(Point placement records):
▬▬▬▬▬▬

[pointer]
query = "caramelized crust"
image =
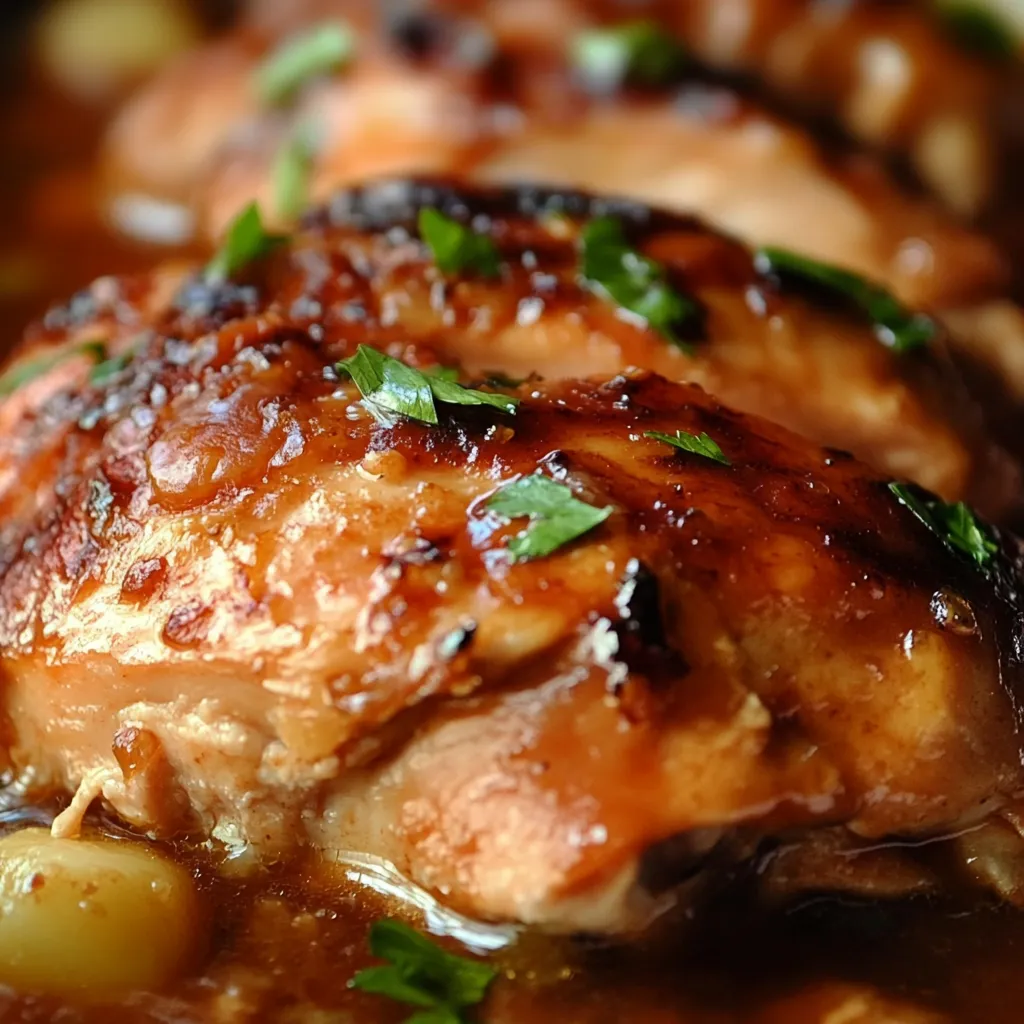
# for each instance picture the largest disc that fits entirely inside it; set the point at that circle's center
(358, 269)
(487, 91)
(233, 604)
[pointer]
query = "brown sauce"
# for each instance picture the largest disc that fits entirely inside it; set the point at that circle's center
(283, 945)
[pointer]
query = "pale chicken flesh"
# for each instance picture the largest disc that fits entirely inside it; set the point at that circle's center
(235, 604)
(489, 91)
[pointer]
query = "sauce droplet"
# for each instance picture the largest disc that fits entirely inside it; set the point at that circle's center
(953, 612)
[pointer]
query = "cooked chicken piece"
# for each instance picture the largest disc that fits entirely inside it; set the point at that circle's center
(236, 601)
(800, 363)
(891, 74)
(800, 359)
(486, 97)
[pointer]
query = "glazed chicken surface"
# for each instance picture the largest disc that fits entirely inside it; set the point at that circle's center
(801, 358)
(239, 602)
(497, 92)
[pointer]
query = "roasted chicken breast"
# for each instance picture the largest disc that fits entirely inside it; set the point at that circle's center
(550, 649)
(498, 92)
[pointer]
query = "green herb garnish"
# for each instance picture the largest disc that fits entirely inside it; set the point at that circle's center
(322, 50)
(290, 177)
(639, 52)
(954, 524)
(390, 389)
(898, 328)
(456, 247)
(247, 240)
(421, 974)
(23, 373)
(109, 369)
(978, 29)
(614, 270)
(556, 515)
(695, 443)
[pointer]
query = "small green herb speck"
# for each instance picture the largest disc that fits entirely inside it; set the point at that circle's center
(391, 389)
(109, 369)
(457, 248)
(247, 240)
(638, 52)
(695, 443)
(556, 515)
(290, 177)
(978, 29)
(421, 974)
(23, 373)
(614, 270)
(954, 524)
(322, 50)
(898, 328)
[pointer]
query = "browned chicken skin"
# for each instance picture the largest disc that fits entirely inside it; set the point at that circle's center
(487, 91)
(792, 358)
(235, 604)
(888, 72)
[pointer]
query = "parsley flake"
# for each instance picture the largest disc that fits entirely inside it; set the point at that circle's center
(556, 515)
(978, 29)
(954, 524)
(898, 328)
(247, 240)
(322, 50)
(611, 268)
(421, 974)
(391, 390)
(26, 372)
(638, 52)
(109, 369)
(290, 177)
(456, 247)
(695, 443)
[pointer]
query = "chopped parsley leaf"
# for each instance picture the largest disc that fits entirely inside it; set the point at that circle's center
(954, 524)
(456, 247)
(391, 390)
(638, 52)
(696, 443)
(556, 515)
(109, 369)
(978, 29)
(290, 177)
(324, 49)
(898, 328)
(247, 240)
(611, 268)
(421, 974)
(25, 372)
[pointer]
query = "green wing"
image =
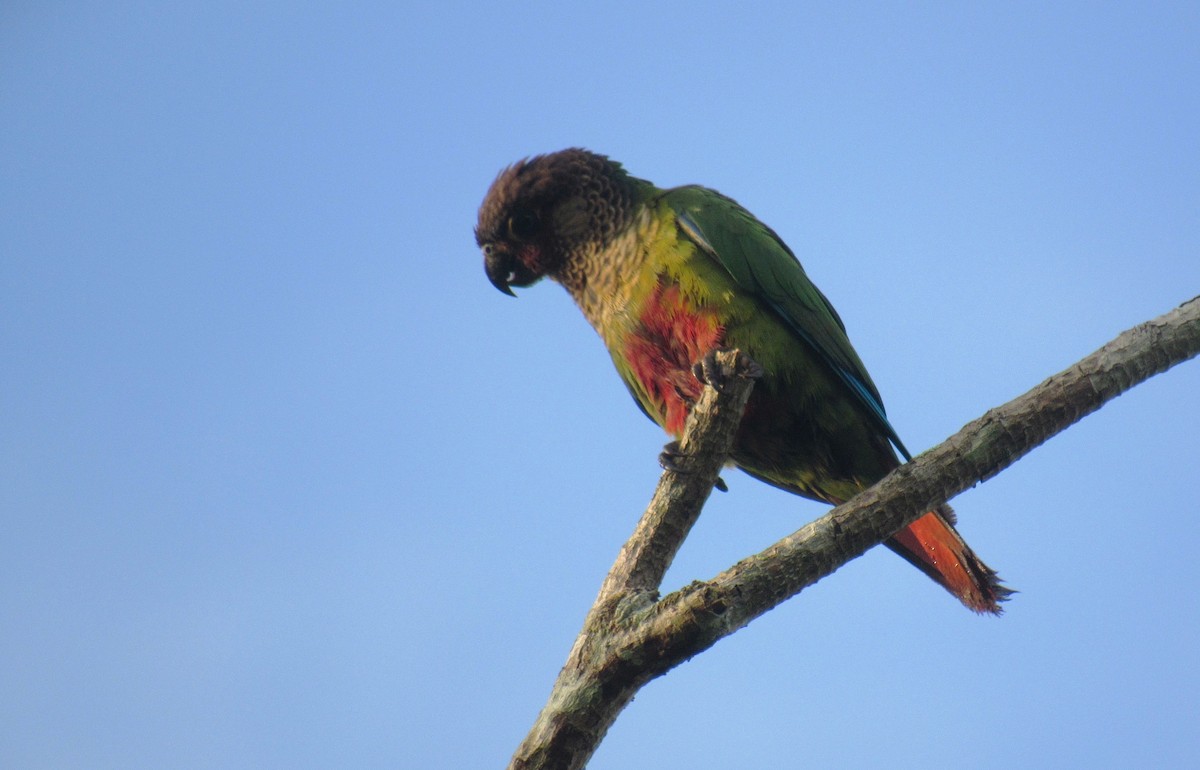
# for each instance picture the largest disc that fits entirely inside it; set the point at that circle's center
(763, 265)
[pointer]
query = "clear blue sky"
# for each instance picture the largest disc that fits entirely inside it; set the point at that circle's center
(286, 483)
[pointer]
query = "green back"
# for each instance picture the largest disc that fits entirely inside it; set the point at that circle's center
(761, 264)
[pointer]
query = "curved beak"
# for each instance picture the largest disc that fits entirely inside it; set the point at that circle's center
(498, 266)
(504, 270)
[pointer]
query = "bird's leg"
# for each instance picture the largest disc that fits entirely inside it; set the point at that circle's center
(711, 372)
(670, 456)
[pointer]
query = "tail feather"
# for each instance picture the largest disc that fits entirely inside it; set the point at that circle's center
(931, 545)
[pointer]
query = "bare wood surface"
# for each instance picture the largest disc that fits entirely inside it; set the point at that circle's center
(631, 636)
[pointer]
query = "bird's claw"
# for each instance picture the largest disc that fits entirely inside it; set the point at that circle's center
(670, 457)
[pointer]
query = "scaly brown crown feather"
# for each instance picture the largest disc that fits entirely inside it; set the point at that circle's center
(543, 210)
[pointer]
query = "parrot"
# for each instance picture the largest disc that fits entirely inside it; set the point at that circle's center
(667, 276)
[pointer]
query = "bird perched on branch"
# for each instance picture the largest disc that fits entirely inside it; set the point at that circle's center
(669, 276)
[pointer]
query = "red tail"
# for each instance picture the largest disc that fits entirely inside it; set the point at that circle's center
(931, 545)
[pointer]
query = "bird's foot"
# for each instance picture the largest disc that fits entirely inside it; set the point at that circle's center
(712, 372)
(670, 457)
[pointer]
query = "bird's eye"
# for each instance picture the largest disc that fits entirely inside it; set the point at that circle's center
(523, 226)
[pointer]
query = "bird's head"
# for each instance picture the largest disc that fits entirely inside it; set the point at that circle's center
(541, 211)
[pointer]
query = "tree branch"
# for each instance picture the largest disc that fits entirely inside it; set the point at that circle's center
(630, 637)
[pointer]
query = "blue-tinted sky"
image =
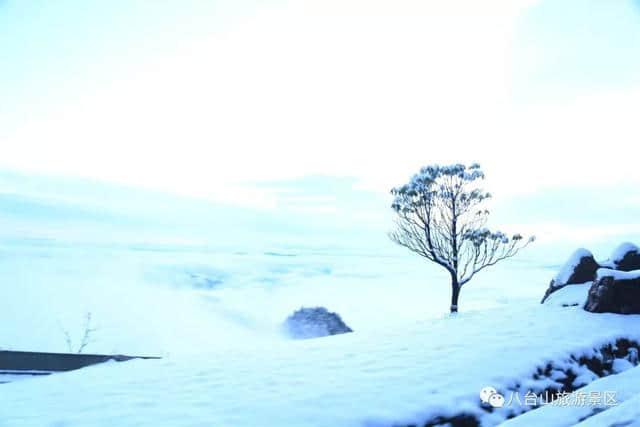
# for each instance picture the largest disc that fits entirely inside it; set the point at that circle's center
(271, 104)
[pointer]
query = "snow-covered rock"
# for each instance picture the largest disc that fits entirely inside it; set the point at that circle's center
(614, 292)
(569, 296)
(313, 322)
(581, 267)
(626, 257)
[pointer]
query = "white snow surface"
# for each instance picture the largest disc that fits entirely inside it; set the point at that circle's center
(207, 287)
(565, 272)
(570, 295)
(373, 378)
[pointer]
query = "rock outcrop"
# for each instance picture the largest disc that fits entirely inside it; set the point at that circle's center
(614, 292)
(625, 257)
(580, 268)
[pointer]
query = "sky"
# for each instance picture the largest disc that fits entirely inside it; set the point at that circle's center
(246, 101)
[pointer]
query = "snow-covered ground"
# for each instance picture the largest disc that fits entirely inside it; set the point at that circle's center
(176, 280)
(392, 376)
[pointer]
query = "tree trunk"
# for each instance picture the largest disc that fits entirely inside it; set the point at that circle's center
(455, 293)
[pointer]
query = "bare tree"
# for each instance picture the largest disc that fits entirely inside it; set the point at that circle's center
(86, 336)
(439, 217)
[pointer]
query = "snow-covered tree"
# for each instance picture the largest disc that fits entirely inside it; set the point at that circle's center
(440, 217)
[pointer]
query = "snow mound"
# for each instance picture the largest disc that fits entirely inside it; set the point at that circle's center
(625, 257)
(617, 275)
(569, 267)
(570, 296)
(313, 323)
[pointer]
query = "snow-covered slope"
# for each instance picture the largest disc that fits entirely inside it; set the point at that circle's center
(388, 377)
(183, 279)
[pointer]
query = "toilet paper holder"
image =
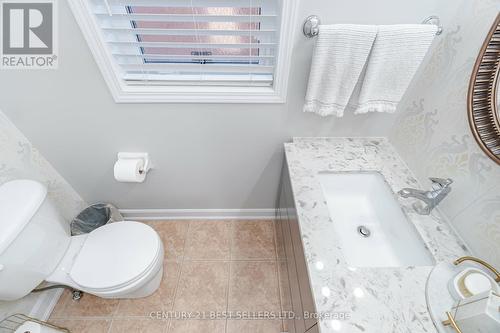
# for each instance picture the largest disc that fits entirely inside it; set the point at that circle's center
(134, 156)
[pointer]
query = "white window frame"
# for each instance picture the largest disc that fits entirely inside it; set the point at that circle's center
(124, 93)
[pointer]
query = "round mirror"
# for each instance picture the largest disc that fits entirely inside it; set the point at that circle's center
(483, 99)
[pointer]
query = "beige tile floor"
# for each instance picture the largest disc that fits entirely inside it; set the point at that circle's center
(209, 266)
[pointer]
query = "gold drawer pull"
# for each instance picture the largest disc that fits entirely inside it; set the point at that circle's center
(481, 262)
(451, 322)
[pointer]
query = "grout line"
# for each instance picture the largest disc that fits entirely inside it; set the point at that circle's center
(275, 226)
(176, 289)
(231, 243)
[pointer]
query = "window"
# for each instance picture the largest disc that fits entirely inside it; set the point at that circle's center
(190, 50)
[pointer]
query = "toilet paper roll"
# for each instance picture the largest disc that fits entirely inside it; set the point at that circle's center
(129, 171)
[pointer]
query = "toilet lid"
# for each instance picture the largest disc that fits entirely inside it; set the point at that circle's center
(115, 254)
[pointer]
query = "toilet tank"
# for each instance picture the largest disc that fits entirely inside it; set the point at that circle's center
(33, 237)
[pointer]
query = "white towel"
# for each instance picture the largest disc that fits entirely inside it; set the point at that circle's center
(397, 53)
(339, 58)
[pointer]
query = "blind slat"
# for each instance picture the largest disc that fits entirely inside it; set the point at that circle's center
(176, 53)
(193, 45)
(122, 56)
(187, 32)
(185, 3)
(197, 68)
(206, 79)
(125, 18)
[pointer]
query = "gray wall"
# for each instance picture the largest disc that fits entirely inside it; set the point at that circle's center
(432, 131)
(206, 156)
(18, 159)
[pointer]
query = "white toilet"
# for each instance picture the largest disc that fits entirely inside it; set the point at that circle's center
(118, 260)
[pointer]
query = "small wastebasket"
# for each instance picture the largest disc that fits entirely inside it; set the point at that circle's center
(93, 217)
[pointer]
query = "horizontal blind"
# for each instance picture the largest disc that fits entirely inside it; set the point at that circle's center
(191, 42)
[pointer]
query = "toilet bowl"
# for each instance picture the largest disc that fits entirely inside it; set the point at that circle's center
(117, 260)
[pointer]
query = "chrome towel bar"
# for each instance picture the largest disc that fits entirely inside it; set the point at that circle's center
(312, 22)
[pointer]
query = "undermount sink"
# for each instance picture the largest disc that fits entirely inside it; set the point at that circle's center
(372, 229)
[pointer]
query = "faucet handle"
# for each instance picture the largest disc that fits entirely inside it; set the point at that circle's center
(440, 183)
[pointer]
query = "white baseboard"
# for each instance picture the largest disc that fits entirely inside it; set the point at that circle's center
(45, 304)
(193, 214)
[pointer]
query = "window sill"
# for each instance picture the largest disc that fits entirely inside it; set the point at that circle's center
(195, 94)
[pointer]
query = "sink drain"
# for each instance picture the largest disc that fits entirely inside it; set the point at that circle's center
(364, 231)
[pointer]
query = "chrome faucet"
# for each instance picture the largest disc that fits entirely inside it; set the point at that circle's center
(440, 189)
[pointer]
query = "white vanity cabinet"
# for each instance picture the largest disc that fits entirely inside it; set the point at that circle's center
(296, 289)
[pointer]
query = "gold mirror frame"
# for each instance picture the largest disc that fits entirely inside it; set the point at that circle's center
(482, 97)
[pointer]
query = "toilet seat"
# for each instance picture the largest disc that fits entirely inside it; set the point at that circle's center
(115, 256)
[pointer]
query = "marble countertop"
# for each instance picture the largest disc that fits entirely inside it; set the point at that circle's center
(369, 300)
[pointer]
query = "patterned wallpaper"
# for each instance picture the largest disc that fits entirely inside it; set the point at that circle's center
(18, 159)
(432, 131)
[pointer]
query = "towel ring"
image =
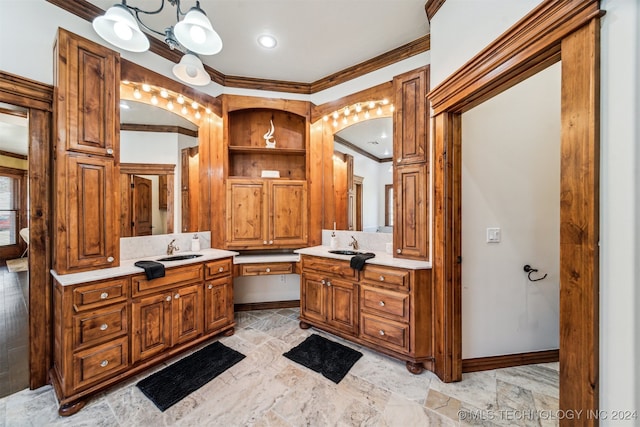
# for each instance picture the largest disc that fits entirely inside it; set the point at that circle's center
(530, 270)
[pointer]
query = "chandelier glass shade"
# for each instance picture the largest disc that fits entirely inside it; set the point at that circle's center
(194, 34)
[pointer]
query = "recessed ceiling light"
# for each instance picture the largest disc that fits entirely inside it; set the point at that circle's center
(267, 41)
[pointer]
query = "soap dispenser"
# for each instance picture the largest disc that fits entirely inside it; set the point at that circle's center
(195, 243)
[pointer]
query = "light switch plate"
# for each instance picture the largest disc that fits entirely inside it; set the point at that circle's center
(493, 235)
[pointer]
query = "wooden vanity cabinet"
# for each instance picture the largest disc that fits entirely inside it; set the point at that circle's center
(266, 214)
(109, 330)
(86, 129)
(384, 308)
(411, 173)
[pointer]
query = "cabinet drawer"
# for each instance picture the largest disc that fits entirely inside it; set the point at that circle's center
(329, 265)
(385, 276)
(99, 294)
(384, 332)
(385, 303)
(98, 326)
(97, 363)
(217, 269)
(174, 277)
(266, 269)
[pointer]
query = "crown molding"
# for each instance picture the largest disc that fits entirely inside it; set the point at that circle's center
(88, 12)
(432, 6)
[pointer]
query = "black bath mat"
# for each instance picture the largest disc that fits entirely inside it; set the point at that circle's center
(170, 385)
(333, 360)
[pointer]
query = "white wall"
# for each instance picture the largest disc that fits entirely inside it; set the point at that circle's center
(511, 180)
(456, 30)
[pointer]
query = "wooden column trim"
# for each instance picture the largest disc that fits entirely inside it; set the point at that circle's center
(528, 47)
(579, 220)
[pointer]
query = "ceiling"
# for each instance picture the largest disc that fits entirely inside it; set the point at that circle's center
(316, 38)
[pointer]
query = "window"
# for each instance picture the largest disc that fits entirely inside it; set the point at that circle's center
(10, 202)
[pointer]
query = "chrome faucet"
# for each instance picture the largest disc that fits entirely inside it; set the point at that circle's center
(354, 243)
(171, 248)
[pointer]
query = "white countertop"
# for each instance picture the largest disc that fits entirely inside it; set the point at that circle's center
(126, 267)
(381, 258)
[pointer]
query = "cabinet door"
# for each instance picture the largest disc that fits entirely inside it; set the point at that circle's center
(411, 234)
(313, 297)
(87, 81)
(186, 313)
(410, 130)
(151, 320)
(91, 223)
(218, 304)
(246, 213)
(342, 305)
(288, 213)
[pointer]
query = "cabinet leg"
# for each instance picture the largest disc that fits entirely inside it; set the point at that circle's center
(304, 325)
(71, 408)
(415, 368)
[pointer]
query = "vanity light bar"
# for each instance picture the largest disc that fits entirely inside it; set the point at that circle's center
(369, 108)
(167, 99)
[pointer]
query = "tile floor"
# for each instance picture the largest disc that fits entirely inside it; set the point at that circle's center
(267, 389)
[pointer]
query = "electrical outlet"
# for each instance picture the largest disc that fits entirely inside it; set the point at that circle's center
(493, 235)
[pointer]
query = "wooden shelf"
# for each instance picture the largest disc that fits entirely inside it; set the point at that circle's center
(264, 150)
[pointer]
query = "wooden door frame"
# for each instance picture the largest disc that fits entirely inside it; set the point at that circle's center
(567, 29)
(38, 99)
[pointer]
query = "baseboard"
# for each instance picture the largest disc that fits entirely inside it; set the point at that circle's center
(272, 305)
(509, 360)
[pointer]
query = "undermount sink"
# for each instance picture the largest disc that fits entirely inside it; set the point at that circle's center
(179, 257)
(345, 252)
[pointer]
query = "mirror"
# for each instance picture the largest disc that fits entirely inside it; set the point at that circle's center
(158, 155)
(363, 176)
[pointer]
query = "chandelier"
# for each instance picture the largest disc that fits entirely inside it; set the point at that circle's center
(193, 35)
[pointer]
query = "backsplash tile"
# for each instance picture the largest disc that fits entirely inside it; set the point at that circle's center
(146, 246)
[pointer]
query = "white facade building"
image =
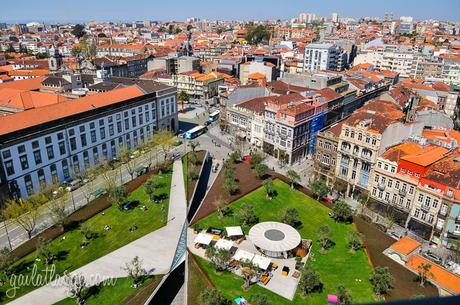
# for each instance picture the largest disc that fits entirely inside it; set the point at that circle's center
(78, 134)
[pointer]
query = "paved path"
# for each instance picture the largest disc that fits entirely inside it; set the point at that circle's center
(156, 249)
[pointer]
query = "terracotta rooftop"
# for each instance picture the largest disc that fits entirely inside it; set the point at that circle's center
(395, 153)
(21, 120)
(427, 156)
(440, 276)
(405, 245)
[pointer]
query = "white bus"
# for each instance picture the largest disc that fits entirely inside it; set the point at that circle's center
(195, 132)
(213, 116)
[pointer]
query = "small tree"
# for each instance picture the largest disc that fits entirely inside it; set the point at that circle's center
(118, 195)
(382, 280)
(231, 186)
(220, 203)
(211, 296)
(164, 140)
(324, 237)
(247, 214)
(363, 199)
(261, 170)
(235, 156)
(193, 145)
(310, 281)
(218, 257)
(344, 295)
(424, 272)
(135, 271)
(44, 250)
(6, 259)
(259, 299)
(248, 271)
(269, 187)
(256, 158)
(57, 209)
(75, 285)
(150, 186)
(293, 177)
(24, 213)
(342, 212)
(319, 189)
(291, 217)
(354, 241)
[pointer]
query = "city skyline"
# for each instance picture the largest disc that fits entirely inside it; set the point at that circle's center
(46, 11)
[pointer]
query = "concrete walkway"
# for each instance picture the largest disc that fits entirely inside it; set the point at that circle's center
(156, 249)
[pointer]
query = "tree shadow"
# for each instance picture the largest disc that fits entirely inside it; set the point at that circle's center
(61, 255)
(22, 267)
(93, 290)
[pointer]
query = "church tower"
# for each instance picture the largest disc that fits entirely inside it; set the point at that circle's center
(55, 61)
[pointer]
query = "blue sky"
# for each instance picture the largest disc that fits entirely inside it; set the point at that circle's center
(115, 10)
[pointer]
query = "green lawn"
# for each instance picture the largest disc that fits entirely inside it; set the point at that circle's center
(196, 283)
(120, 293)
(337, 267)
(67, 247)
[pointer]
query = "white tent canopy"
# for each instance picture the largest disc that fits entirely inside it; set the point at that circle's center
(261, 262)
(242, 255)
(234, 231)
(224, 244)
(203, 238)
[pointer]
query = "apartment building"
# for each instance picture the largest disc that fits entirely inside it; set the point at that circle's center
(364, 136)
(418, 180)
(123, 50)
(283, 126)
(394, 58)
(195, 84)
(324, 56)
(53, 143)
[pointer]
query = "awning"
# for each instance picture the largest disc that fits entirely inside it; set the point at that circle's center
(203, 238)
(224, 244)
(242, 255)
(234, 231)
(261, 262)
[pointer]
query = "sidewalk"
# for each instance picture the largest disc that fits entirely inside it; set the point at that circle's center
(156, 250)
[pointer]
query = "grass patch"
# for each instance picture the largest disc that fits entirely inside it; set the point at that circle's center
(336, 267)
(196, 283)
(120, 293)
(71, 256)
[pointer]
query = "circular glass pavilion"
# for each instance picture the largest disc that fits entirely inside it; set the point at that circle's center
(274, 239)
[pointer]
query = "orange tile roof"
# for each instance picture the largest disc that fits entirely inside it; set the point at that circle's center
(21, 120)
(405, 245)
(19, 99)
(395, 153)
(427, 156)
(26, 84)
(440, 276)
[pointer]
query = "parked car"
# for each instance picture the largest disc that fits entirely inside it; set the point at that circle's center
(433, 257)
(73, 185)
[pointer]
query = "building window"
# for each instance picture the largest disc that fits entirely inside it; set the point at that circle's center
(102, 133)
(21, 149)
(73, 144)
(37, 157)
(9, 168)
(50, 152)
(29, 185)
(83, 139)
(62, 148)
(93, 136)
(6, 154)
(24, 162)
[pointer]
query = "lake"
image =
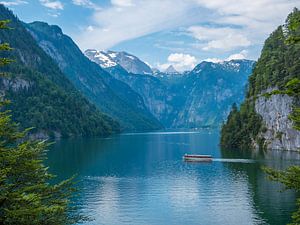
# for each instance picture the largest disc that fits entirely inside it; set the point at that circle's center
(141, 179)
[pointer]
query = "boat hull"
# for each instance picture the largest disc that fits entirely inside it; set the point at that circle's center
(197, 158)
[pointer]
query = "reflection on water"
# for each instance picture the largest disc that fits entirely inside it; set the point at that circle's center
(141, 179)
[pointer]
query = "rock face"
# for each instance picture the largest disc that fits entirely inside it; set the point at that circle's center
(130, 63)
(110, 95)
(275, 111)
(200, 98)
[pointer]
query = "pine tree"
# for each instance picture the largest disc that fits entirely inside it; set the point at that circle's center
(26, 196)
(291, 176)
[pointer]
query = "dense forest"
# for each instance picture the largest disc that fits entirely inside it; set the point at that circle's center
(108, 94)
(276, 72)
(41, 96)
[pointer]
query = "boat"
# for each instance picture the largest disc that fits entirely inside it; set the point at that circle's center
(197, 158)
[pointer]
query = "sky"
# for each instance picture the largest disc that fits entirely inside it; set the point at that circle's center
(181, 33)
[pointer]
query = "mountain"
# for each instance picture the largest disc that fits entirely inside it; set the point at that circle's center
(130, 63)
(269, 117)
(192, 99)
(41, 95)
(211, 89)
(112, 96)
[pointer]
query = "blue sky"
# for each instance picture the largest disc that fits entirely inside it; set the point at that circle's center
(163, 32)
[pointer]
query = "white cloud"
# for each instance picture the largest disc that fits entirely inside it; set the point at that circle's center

▬▬▬▬▬▬

(WORK TO DO): Count the lines in the entries above that contain the string "bird", with uppercase and lowercase treated as different. Reply with the number alone.

(TASK RESULT): 6